_Dokumentauszug_.
----

Wer auf die englische Originalfassung abstellt und aus ihr einerseits herleitet, dass das Unterlassen des Aufschreibens des folgenden Zuges im gleichen Maße "incorrect" ist wie das Nichtvorliegen der Stellungswiederholung, widerspricht sich selbst, wenn er dann andererseits ausführt, dass bei Nichtaufschreiben des Zuges Artikel 9 gar nicht zur Anwendung kommen, sondern eine Bestrafung auf Art. 13.4 fußen solle.

Auch ein - in welcher Weise auch immer - fehlerhafter Antrag ist ein Antrag, der beschieden werden muss, durch Zustimmung oder durch Ablehnung. Im Falle der Ablehnung führt an Art. 9.5 b) kein Weg vorbei, so dass ein "neuer" Antrag im selben Zug unstatthaft ist.

----

_Datensatzabschnitt_.
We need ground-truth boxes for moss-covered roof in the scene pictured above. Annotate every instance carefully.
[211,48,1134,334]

----

_Aufgabenstellung_.
Ändere den Dokumentauszug von „Wer auf die“ bis „13.4 fußen solle.“ so ab, dass „Originalfassung“ durch „Urfassung“ ersetzt ist, und gib die Passage wieder.

_Lösung_.
Wer auf die englische Urfassung abstellt und aus ihr einerseits herleitet, dass das Unterlassen des Aufschreibens des folgenden Zuges im gleichen Maße "incorrect" ist wie das Nichtvorliegen der Stellungswiederholung, widerspricht sich selbst, wenn er dann andererseits ausführt, dass bei Nichtaufschreiben des Zuges Artikel 9 gar nicht zur Anwendung kommen, sondern eine Bestrafung auf Art. 13.4 fußen solle.